[Excerpts from location labeling data]
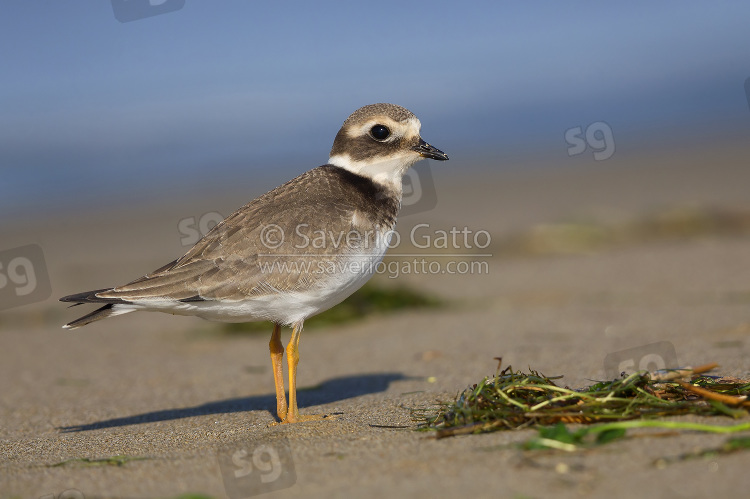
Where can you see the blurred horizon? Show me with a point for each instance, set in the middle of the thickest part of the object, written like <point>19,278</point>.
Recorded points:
<point>96,111</point>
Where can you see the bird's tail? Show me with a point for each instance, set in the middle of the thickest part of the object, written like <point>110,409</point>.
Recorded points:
<point>111,308</point>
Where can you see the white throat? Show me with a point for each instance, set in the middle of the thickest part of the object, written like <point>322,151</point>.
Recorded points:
<point>385,171</point>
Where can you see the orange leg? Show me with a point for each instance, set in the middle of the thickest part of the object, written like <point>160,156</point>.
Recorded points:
<point>292,359</point>
<point>277,356</point>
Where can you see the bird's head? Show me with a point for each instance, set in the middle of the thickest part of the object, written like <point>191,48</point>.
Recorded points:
<point>381,142</point>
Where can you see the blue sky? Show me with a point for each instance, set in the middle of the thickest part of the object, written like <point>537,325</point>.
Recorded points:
<point>94,109</point>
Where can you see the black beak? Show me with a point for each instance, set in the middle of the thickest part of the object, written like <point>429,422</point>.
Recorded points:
<point>427,151</point>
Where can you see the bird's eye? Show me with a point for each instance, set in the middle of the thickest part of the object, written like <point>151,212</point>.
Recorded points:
<point>380,132</point>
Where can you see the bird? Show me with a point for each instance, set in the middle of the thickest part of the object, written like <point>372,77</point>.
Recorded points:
<point>261,264</point>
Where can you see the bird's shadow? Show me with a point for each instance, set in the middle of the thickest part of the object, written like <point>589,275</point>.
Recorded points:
<point>329,391</point>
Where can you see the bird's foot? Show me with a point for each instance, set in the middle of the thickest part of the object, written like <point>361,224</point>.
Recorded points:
<point>301,418</point>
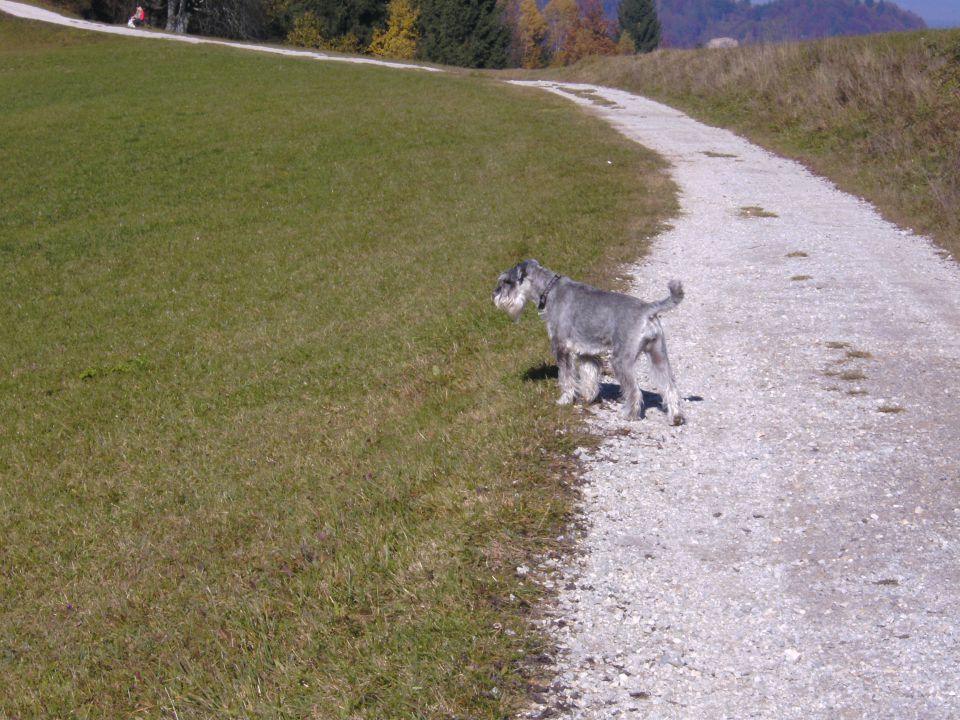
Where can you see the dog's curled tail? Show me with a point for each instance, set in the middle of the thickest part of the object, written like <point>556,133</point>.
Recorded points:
<point>670,302</point>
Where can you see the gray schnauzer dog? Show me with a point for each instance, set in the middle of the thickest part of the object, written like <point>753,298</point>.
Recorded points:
<point>585,323</point>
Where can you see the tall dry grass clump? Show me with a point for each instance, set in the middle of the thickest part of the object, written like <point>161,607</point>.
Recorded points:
<point>879,115</point>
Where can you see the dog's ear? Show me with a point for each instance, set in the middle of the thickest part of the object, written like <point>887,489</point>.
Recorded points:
<point>526,267</point>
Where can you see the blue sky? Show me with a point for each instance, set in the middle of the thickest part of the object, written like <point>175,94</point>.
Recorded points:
<point>936,13</point>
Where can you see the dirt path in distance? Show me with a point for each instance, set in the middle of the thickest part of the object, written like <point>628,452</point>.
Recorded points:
<point>792,551</point>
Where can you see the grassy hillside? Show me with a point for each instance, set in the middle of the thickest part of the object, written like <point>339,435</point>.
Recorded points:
<point>266,448</point>
<point>878,115</point>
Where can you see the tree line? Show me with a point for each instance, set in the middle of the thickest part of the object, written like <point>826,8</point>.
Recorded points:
<point>466,33</point>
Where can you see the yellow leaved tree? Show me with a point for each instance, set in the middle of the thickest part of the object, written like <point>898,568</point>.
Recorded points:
<point>400,38</point>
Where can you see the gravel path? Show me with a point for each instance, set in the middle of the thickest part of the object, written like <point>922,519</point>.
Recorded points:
<point>791,552</point>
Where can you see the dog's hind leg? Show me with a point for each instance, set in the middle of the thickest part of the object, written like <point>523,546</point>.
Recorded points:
<point>588,378</point>
<point>662,375</point>
<point>625,368</point>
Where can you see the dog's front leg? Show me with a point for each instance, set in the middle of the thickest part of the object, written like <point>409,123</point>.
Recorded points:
<point>567,374</point>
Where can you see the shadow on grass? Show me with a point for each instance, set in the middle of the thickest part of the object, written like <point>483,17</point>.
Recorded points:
<point>609,392</point>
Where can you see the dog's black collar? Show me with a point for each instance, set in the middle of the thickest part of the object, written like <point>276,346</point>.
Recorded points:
<point>546,291</point>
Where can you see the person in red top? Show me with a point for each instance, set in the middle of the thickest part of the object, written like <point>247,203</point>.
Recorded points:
<point>138,19</point>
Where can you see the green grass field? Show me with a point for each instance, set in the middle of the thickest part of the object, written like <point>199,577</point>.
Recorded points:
<point>266,448</point>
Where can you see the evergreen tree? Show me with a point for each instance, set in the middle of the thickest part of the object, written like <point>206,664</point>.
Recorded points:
<point>638,18</point>
<point>466,33</point>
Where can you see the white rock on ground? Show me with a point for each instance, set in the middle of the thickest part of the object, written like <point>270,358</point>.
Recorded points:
<point>791,552</point>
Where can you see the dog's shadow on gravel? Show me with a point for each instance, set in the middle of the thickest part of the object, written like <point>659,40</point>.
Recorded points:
<point>609,392</point>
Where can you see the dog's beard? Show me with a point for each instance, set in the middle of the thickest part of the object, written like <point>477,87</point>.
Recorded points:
<point>511,305</point>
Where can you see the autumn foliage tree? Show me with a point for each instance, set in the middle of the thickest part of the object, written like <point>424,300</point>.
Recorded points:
<point>593,33</point>
<point>529,31</point>
<point>577,30</point>
<point>402,34</point>
<point>562,18</point>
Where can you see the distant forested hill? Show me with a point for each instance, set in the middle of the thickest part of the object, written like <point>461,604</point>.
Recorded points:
<point>689,23</point>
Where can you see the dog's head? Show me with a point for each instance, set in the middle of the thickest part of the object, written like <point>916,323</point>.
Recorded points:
<point>513,288</point>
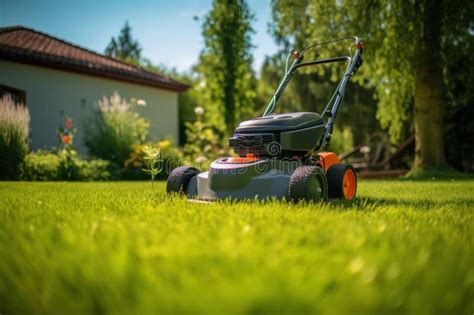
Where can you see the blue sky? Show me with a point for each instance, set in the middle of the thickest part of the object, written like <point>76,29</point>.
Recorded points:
<point>165,28</point>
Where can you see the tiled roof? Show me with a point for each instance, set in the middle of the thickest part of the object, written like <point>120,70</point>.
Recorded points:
<point>21,44</point>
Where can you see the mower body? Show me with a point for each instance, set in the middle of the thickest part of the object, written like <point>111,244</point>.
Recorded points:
<point>279,156</point>
<point>260,179</point>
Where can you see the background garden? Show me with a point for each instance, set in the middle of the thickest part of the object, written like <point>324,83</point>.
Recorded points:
<point>413,87</point>
<point>94,241</point>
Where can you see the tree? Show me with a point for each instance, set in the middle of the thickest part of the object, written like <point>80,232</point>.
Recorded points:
<point>225,64</point>
<point>404,56</point>
<point>124,47</point>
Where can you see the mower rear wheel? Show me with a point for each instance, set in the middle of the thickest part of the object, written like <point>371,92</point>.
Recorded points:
<point>308,183</point>
<point>342,181</point>
<point>179,179</point>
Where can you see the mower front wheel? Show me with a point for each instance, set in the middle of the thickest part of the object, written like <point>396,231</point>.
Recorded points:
<point>179,179</point>
<point>342,181</point>
<point>308,183</point>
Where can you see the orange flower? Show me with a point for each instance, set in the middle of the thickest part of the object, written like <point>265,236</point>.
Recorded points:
<point>67,139</point>
<point>69,123</point>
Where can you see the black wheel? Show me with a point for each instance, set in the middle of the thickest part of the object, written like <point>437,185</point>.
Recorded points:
<point>342,181</point>
<point>308,183</point>
<point>179,179</point>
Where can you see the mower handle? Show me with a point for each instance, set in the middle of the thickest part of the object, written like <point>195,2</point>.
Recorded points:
<point>354,62</point>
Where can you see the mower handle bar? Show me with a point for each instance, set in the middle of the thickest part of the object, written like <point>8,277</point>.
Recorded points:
<point>332,107</point>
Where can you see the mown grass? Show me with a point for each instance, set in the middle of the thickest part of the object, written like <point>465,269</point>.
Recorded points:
<point>125,248</point>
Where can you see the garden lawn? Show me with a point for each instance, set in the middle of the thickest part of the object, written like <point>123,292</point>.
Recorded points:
<point>125,248</point>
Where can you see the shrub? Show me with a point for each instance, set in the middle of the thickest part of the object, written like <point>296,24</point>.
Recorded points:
<point>171,158</point>
<point>14,131</point>
<point>65,163</point>
<point>48,166</point>
<point>116,129</point>
<point>202,145</point>
<point>342,140</point>
<point>41,166</point>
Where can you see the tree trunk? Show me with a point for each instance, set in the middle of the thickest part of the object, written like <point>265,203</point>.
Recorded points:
<point>428,87</point>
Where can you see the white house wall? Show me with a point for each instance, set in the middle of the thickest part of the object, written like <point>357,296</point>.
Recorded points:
<point>52,95</point>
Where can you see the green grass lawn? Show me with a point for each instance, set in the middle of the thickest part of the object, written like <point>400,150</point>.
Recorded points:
<point>125,248</point>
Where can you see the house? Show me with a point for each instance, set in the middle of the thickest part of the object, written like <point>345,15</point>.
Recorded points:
<point>56,79</point>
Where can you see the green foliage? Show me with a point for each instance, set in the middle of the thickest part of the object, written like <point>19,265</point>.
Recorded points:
<point>342,140</point>
<point>41,166</point>
<point>387,29</point>
<point>402,247</point>
<point>227,88</point>
<point>152,159</point>
<point>170,158</point>
<point>124,47</point>
<point>117,127</point>
<point>14,133</point>
<point>203,145</point>
<point>63,165</point>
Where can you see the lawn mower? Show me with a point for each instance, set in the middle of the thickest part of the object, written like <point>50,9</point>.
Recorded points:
<point>280,155</point>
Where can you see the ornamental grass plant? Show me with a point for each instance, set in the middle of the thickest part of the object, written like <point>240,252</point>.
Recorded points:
<point>14,133</point>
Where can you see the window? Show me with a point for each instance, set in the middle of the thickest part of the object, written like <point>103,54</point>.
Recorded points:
<point>18,96</point>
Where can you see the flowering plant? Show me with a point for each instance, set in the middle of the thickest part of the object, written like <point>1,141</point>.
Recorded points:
<point>66,133</point>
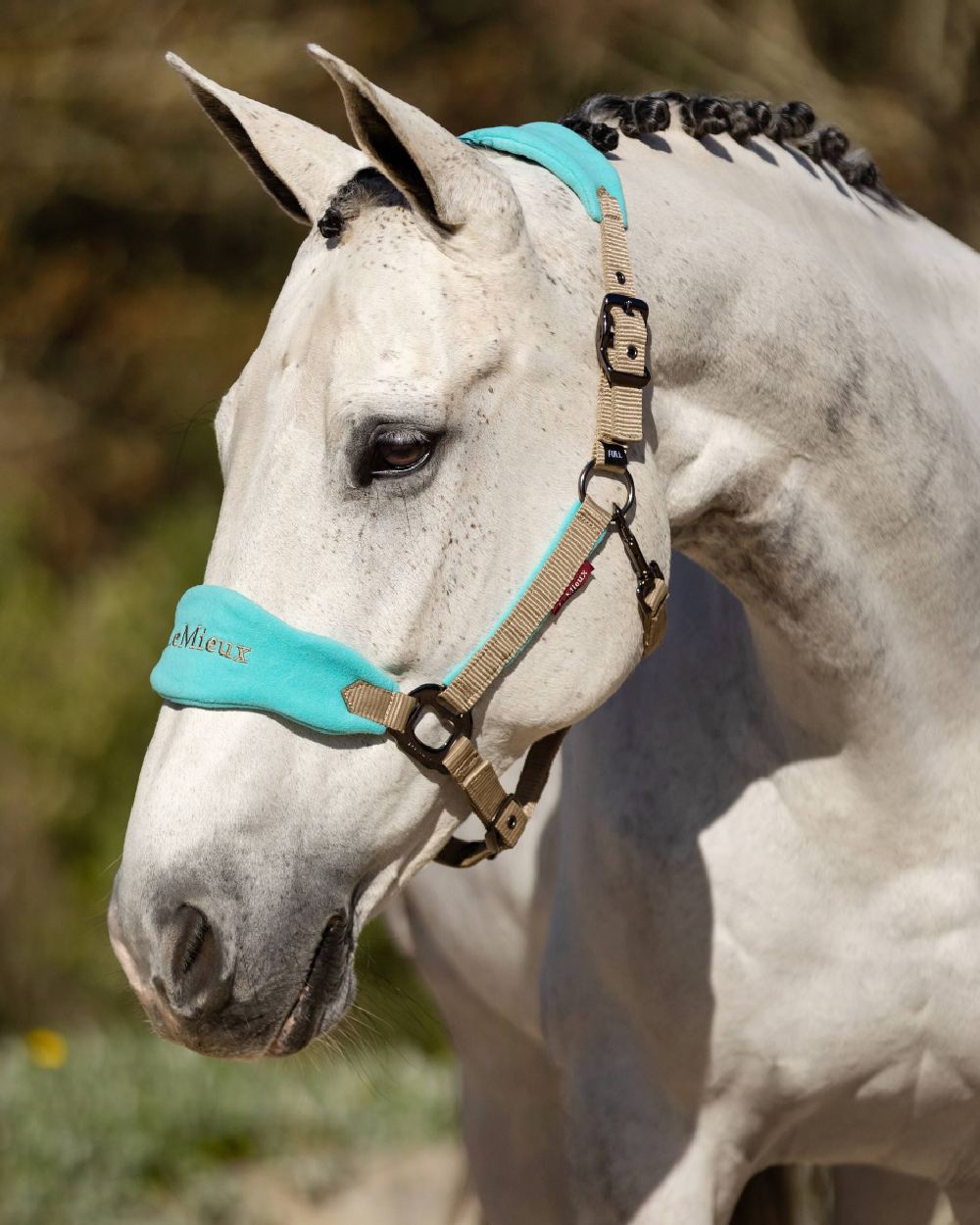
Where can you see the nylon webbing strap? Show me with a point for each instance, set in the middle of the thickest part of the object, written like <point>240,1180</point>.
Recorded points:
<point>518,808</point>
<point>591,520</point>
<point>391,709</point>
<point>620,408</point>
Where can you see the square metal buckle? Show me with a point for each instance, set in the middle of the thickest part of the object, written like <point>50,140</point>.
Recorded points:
<point>429,697</point>
<point>606,338</point>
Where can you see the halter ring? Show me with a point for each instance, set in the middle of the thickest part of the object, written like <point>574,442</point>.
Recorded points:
<point>621,471</point>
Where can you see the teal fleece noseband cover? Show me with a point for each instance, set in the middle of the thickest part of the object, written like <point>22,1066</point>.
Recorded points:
<point>226,652</point>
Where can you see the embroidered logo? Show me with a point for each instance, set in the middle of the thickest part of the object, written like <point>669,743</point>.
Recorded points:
<point>199,640</point>
<point>582,576</point>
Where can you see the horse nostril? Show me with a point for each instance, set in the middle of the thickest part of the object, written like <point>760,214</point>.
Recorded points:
<point>189,946</point>
<point>192,980</point>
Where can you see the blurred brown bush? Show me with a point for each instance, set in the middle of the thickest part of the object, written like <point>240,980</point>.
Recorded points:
<point>138,268</point>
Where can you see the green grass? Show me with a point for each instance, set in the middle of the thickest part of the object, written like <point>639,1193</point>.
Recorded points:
<point>131,1130</point>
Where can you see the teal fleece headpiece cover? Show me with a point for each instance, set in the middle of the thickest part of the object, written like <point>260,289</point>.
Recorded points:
<point>564,153</point>
<point>226,652</point>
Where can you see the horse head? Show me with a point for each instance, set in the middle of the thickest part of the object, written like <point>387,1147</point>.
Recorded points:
<point>397,455</point>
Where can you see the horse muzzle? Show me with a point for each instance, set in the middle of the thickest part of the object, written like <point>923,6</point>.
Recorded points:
<point>190,973</point>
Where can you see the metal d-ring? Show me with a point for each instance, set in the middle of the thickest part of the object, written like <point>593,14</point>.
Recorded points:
<point>429,697</point>
<point>622,473</point>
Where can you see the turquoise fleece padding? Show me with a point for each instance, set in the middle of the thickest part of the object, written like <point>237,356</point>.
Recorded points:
<point>228,652</point>
<point>455,671</point>
<point>562,151</point>
<point>225,652</point>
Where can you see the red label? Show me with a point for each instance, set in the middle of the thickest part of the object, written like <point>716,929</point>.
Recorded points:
<point>582,576</point>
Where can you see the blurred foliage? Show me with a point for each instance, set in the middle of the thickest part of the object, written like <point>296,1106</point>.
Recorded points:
<point>131,1130</point>
<point>140,265</point>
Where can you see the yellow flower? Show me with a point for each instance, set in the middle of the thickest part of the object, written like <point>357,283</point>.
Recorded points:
<point>45,1048</point>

_Written exercise_
Rewrite the records starting at the line containing "Where can you see the orange flower?" and ending at the line containing "<point>354,62</point>", changing "black wheel" to "rear wheel" and keeping everything else identical.

_Response_
Where can you see the orange flower? Show me with a point for each instance, set in the middle of the thickest part of the object, written like <point>265,236</point>.
Recorded points:
<point>67,139</point>
<point>69,123</point>
Where can you see the rear wheel? Show me with a point for each instance, set in the middle of the thickest part of the object, written like <point>437,185</point>.
Recorded points:
<point>342,181</point>
<point>308,183</point>
<point>179,179</point>
Where can you see the mower handle? Show me with a point for each instance, set in the middle of the thickest part of the object, written like <point>195,2</point>.
Recorded points:
<point>354,62</point>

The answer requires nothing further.